* [EXERCISE DESCRIPTION]: Give the listing again exactly, skipping any pictures it holds.

* [INFORMATION SHOWN]:
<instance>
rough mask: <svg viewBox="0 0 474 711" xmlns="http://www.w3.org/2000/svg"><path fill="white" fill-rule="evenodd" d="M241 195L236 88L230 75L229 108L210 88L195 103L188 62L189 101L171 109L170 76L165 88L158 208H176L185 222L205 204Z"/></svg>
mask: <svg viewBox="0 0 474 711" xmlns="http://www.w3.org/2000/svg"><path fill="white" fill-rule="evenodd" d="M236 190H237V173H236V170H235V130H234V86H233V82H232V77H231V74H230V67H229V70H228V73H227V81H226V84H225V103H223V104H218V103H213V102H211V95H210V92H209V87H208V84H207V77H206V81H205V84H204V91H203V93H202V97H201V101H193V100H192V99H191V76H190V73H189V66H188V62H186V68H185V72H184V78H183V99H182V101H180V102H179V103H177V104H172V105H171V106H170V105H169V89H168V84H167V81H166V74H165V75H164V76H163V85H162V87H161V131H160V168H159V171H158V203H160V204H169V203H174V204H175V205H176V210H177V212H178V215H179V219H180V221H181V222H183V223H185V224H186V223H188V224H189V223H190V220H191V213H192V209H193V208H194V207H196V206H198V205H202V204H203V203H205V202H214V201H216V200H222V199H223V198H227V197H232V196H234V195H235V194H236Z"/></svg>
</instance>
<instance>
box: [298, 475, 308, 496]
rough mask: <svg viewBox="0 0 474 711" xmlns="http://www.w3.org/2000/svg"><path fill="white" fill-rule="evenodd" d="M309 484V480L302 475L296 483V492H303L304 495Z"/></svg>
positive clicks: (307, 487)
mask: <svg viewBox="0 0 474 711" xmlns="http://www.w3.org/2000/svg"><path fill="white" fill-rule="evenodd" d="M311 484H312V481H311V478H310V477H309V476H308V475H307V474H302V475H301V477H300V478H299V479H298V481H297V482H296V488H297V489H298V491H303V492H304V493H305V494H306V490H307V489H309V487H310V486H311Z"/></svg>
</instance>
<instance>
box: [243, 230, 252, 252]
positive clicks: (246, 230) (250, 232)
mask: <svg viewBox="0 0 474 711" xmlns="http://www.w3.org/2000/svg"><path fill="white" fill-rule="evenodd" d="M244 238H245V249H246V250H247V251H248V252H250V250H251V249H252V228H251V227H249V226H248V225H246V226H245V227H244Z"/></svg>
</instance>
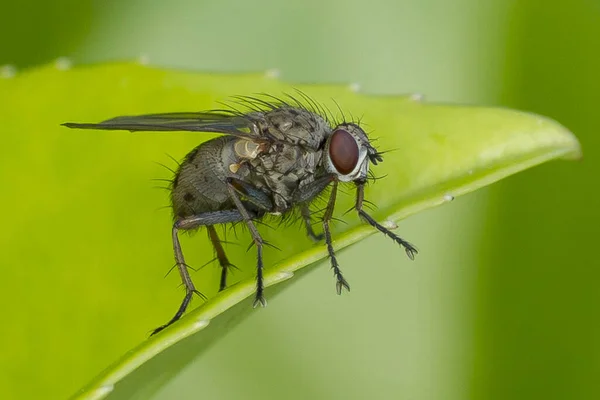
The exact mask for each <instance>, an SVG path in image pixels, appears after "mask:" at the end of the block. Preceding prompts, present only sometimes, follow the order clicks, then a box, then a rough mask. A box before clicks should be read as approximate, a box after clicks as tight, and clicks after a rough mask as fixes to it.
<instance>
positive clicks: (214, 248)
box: [207, 225, 235, 292]
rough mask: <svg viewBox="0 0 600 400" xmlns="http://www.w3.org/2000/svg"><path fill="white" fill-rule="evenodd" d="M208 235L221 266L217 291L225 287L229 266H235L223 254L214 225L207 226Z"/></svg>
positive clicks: (219, 239)
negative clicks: (220, 279) (220, 273)
mask: <svg viewBox="0 0 600 400" xmlns="http://www.w3.org/2000/svg"><path fill="white" fill-rule="evenodd" d="M207 230H208V237H209V238H210V241H211V243H212V245H213V247H214V249H215V253H216V254H217V260H219V265H220V266H221V280H220V283H219V292H220V291H222V290H225V288H226V287H227V271H228V270H229V269H230V268H235V266H234V265H233V264H231V263H230V262H229V259H228V258H227V255H226V254H225V250H224V249H223V245H222V244H221V240H220V239H219V235H217V230H216V229H215V227H214V226H212V225H211V226H208V227H207Z"/></svg>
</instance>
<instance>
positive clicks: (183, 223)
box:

* [PROBLEM SOLUTION]:
<instance>
rough mask: <svg viewBox="0 0 474 711" xmlns="http://www.w3.org/2000/svg"><path fill="white" fill-rule="evenodd" d="M241 195L236 88L230 75L229 108L210 88L195 103L188 62L189 101L171 109L170 76L165 88L158 208H176L185 222L205 204Z"/></svg>
mask: <svg viewBox="0 0 474 711" xmlns="http://www.w3.org/2000/svg"><path fill="white" fill-rule="evenodd" d="M236 190H237V173H236V170H235V130H234V86H233V82H232V77H231V74H230V67H229V70H228V73H227V81H226V84H225V103H223V104H218V103H213V102H211V95H210V92H209V87H208V84H207V77H206V81H205V84H204V91H203V93H202V97H201V101H193V100H192V99H191V76H190V73H189V66H188V62H186V68H185V72H184V78H183V99H182V101H180V102H179V103H177V104H172V105H171V106H170V105H169V89H168V84H167V81H166V74H165V75H164V76H163V85H162V87H161V131H160V168H159V171H158V203H160V204H169V203H174V204H175V205H176V210H177V212H178V215H179V219H180V221H181V222H183V223H185V224H186V223H188V224H189V223H190V220H191V213H192V209H193V208H194V207H196V206H198V205H202V204H203V203H205V202H214V201H216V200H222V199H223V198H227V197H232V196H234V195H235V194H236Z"/></svg>
</instance>
<instance>
box: [298, 475, 308, 496]
rough mask: <svg viewBox="0 0 474 711" xmlns="http://www.w3.org/2000/svg"><path fill="white" fill-rule="evenodd" d="M309 484V480L302 475L296 483V492H303L304 495Z"/></svg>
positive clicks: (307, 487)
mask: <svg viewBox="0 0 474 711" xmlns="http://www.w3.org/2000/svg"><path fill="white" fill-rule="evenodd" d="M311 484H312V481H311V478H310V477H309V476H308V475H307V474H302V475H301V477H300V478H299V479H298V481H297V482H296V488H297V489H298V491H303V492H304V493H305V494H306V490H307V489H309V487H310V486H311Z"/></svg>
</instance>
<instance>
box: [243, 230, 252, 252]
positive clicks: (246, 230) (250, 232)
mask: <svg viewBox="0 0 474 711" xmlns="http://www.w3.org/2000/svg"><path fill="white" fill-rule="evenodd" d="M244 238H245V249H246V250H247V251H248V252H250V250H251V249H252V228H251V227H249V226H248V225H246V226H245V227H244Z"/></svg>
</instance>
The exact mask for each <instance>, an SVG path in image pixels, appears after "mask:" at the end of the block. Preceding prompts, present only sometimes, follow the order clicks, then a box, then a rough mask. A box before clicks should be read as approximate, a box after clicks as tight, and clicks after a rough mask as fixes to it.
<instance>
positive clicks: (214, 248)
box: [207, 225, 235, 292]
rough mask: <svg viewBox="0 0 600 400" xmlns="http://www.w3.org/2000/svg"><path fill="white" fill-rule="evenodd" d="M208 235L221 266L217 291L225 287L229 266H235L223 254L214 225L207 226Z"/></svg>
positive clicks: (219, 239)
negative clicks: (220, 279) (220, 273)
mask: <svg viewBox="0 0 600 400" xmlns="http://www.w3.org/2000/svg"><path fill="white" fill-rule="evenodd" d="M207 230H208V237H209V238H210V241H211V243H212V245H213V247H214V249H215V253H216V254H217V260H219V265H220V266H221V280H220V283H219V292H220V291H222V290H225V288H226V287H227V271H228V270H229V269H230V268H235V266H234V265H233V264H231V263H230V262H229V259H228V258H227V255H226V254H225V250H224V249H223V245H222V244H221V240H220V239H219V235H217V230H216V229H215V227H214V226H212V225H211V226H208V227H207Z"/></svg>
</instance>
<instance>
positive clicks: (183, 223)
box:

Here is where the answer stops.